> _Instructions for the task_: Which lines of the records contain the string "mural"? List each of those lines in full, treating uppercase and lowercase as different.

> _Extracted data_:
*-*-*

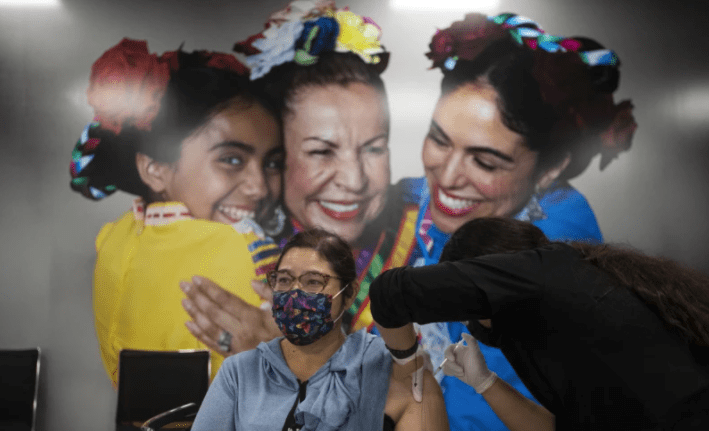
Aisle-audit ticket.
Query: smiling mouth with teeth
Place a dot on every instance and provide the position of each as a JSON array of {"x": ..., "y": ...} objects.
[
  {"x": 235, "y": 214},
  {"x": 340, "y": 210},
  {"x": 453, "y": 206}
]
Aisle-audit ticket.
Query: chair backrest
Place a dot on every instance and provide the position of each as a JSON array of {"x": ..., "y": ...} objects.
[
  {"x": 19, "y": 376},
  {"x": 152, "y": 382}
]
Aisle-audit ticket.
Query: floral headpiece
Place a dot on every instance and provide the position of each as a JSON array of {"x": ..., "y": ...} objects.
[
  {"x": 126, "y": 88},
  {"x": 307, "y": 28},
  {"x": 557, "y": 59}
]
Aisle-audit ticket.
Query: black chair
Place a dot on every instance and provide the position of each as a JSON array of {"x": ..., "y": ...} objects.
[
  {"x": 181, "y": 415},
  {"x": 151, "y": 383},
  {"x": 19, "y": 376}
]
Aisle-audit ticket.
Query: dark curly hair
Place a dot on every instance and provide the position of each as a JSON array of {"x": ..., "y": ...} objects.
[
  {"x": 195, "y": 94},
  {"x": 558, "y": 103},
  {"x": 677, "y": 294}
]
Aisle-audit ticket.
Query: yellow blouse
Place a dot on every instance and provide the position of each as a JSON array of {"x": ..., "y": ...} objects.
[{"x": 142, "y": 257}]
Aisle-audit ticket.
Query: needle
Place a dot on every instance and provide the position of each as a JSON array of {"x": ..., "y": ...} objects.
[{"x": 440, "y": 367}]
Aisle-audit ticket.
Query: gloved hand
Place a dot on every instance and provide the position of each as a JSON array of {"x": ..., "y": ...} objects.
[
  {"x": 467, "y": 363},
  {"x": 423, "y": 360}
]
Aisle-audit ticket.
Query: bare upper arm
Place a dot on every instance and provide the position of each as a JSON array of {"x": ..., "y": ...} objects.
[{"x": 409, "y": 415}]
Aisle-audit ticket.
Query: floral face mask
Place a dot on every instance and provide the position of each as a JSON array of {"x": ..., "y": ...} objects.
[{"x": 303, "y": 317}]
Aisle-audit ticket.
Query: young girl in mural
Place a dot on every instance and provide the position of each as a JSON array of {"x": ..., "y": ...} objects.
[
  {"x": 200, "y": 147},
  {"x": 521, "y": 112},
  {"x": 323, "y": 65}
]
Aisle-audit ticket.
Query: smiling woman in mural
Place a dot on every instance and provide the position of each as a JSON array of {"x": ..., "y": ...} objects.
[
  {"x": 323, "y": 64},
  {"x": 201, "y": 148},
  {"x": 520, "y": 113}
]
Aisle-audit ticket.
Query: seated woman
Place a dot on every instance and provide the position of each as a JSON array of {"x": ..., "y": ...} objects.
[
  {"x": 335, "y": 114},
  {"x": 188, "y": 134},
  {"x": 604, "y": 337},
  {"x": 316, "y": 377}
]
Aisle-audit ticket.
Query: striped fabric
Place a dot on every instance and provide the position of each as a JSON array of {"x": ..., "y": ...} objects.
[{"x": 390, "y": 252}]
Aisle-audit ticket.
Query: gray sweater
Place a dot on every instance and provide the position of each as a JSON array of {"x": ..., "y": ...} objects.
[{"x": 255, "y": 390}]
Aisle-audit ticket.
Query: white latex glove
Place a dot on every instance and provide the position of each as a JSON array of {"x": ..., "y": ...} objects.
[
  {"x": 424, "y": 359},
  {"x": 467, "y": 363}
]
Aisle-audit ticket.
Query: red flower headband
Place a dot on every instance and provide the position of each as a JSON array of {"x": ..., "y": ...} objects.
[
  {"x": 560, "y": 68},
  {"x": 127, "y": 82}
]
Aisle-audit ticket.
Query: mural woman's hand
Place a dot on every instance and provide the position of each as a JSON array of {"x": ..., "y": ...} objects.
[{"x": 214, "y": 310}]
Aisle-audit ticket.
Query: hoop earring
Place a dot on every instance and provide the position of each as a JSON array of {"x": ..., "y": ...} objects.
[{"x": 274, "y": 225}]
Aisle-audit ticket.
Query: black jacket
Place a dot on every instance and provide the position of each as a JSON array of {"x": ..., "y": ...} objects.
[{"x": 587, "y": 348}]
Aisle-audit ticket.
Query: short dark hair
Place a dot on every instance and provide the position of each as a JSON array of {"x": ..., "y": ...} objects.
[
  {"x": 550, "y": 128},
  {"x": 285, "y": 82},
  {"x": 333, "y": 249},
  {"x": 491, "y": 235},
  {"x": 194, "y": 95}
]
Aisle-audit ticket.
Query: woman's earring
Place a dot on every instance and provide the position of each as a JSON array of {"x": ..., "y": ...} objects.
[
  {"x": 533, "y": 210},
  {"x": 274, "y": 225}
]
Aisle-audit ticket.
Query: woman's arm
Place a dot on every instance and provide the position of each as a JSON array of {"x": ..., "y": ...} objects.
[
  {"x": 409, "y": 415},
  {"x": 516, "y": 411},
  {"x": 456, "y": 291},
  {"x": 214, "y": 310},
  {"x": 218, "y": 409}
]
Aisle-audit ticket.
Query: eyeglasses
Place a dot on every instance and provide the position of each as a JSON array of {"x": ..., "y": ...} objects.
[{"x": 311, "y": 281}]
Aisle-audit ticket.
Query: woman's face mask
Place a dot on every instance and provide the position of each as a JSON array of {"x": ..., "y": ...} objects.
[{"x": 304, "y": 317}]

*-*-*

> _Answer for this exercise_:
Query: young girl in mural
Query: smiling woman in mural
Query: mural woman's hand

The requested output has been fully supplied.